▸ TASK OBJECTIVE:
Extract, verbatim, all lines starting at the one containing "If you could mark the glasses" and ending with the final line of the listing, and no others.

▸ EXERCISE INPUTS:
╔══
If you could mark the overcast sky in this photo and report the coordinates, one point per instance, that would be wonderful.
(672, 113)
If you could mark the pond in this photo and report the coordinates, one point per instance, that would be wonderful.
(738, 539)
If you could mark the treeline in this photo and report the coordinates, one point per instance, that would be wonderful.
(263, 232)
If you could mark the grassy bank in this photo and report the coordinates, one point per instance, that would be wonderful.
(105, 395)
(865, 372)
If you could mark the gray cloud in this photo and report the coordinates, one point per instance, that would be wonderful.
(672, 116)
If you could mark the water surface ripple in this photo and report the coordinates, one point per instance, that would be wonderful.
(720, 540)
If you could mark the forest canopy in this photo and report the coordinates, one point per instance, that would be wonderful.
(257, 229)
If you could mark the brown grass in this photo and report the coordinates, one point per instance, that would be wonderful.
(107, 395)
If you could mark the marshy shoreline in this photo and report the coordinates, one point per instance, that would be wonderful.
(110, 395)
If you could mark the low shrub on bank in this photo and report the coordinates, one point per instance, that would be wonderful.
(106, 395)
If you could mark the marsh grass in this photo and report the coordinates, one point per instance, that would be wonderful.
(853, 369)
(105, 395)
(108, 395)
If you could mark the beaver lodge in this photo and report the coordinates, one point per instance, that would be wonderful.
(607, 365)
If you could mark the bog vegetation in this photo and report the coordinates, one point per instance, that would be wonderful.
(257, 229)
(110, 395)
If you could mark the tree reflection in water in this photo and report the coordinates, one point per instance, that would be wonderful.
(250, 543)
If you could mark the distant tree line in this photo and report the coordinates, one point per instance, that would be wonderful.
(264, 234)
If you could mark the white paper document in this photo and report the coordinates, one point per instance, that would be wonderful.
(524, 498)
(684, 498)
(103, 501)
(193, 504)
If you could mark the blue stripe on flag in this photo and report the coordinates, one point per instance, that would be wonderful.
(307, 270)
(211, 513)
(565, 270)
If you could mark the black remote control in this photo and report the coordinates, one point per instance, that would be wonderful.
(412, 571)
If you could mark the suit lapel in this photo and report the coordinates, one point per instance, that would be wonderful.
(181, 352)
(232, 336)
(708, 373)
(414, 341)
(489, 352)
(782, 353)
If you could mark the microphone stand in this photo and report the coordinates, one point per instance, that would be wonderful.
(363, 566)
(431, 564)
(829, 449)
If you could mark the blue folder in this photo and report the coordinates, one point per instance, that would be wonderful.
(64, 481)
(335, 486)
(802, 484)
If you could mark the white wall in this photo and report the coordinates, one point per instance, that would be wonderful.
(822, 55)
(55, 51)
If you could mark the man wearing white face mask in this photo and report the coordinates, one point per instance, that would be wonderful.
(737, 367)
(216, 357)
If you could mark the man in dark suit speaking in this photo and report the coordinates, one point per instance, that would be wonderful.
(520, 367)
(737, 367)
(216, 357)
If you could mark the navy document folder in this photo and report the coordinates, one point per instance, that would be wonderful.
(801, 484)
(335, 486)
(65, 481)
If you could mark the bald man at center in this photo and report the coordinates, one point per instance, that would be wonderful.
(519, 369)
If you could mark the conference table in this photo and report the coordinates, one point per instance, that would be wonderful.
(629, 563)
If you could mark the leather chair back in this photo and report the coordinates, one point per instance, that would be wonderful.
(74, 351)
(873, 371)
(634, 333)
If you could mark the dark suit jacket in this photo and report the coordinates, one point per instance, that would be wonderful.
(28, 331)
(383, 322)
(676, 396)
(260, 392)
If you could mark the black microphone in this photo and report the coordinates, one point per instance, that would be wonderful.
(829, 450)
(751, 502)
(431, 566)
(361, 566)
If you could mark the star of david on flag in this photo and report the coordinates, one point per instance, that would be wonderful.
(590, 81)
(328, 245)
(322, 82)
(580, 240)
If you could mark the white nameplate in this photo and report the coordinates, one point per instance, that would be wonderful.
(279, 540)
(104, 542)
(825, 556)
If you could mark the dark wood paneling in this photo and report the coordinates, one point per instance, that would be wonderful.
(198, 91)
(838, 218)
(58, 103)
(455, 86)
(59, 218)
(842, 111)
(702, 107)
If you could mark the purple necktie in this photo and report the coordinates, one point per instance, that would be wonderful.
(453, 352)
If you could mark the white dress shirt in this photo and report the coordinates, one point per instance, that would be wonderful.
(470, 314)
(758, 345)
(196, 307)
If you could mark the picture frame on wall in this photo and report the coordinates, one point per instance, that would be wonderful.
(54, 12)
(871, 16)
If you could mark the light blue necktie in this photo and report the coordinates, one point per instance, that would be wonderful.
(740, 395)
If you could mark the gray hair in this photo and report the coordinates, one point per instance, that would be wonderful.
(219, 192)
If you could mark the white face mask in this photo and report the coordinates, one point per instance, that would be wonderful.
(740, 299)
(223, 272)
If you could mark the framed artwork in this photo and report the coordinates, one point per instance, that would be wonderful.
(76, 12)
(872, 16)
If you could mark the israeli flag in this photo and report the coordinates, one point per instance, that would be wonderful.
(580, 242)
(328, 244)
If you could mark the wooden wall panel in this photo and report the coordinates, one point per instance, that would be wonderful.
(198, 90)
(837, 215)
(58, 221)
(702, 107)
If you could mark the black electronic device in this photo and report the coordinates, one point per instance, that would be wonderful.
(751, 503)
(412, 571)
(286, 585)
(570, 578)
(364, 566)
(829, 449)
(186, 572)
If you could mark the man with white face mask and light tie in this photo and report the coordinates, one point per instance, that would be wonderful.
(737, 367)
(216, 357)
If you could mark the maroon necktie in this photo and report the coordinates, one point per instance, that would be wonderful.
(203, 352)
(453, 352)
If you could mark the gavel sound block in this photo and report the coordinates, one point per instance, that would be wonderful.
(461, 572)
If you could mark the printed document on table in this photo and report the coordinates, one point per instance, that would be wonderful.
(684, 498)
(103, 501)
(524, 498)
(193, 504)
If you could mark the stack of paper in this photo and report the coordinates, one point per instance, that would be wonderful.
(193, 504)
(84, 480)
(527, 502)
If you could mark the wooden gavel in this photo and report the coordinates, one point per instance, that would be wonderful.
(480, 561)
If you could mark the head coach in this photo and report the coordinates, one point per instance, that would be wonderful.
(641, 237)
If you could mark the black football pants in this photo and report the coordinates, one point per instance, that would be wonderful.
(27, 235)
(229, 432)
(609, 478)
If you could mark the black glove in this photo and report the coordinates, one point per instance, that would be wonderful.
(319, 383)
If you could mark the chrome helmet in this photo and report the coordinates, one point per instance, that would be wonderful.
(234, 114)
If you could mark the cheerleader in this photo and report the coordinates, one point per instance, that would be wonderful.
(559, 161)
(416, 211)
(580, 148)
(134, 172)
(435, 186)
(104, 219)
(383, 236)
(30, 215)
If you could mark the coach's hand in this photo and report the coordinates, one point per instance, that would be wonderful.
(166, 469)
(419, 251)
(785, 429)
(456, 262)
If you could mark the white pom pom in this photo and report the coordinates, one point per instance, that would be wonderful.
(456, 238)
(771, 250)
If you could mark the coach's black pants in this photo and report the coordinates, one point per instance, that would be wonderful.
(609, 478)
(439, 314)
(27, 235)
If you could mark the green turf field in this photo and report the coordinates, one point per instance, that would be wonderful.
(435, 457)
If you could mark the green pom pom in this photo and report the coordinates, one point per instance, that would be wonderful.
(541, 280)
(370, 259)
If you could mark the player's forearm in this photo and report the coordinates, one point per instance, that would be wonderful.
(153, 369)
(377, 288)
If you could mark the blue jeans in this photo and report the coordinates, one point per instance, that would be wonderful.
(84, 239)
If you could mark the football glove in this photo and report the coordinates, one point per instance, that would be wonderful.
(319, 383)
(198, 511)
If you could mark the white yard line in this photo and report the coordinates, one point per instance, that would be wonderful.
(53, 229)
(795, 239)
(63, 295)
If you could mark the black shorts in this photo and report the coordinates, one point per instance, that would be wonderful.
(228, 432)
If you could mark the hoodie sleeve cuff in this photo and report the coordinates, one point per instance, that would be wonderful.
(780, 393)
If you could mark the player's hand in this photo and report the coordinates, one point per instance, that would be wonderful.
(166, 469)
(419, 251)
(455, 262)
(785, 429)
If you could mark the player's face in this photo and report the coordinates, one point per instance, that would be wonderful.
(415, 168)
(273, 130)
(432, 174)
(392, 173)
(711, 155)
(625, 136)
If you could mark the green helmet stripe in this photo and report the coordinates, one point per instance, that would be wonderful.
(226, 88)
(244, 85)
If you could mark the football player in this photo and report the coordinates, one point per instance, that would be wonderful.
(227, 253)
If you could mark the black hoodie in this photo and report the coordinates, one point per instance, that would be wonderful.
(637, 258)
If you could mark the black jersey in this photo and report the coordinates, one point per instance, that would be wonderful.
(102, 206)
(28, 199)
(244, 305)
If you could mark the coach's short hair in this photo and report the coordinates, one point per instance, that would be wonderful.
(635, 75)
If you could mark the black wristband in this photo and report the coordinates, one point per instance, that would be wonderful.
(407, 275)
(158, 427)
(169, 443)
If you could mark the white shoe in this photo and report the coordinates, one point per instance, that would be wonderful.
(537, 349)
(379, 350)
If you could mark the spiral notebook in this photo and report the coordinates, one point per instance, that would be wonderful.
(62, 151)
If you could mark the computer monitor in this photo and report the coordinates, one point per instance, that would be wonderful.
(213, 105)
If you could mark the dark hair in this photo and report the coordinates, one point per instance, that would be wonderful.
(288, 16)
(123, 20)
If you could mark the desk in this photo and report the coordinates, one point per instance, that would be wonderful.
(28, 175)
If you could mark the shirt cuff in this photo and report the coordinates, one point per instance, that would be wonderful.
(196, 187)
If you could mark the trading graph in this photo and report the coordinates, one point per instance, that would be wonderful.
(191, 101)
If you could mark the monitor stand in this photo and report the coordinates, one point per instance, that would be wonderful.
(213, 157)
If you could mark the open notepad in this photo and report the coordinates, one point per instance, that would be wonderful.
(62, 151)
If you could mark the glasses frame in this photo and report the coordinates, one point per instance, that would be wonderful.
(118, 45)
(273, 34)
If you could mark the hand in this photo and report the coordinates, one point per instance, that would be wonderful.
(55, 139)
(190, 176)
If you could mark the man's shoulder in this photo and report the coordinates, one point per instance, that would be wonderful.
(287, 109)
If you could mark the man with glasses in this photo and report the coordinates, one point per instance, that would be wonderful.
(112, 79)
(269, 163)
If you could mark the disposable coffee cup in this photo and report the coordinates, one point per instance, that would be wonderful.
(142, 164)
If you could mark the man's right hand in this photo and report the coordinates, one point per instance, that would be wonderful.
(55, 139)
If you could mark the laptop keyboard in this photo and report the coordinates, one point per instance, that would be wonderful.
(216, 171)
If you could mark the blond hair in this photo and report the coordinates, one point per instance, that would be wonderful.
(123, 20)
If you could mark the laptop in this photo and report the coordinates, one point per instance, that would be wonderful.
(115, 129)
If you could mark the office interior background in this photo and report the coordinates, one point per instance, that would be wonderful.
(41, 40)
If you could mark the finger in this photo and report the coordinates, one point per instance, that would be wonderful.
╚══
▸ EXERCISE RESPONSE:
If you could mark the glasses frame in this photo and report the coordinates, one point per instance, that would be wonderful.
(118, 45)
(273, 34)
If you could mark the hand in this photo and report the coordinates, one point per instance, that would be wonderful.
(55, 139)
(190, 176)
If you could mark the man's shoulder in this photo and report the coordinates, one point per instance, that would be wonderful.
(287, 109)
If you could mark the man with glasses in this photo and report the coordinates, one point per instance, that would be wonderful.
(112, 79)
(269, 163)
If you could mark the disposable coffee cup in this photo and report the coordinates, one point per instance, that would be wonderful.
(142, 164)
If you could mark the man's right hand in this photo and report the coordinates, one point per instance, that would be wonderful.
(55, 139)
If you could mark the laptop keyboard in this photo and report the coordinates, one point per instance, that would be wonderful.
(216, 171)
If you could mark the blond hair in this photo and report the coordinates, one point per instance, that would be wonderful.
(123, 20)
If you could mark the laptop in this photo and report the coordinates, one point per instance, that would be wonderful.
(115, 129)
If you could mark the office interior background in this photo and report the coordinates, one point per instance, that would be wonderful.
(41, 40)
If you could mark the finger in this photo and report the coordinates, one point per instance, that would be wonderful.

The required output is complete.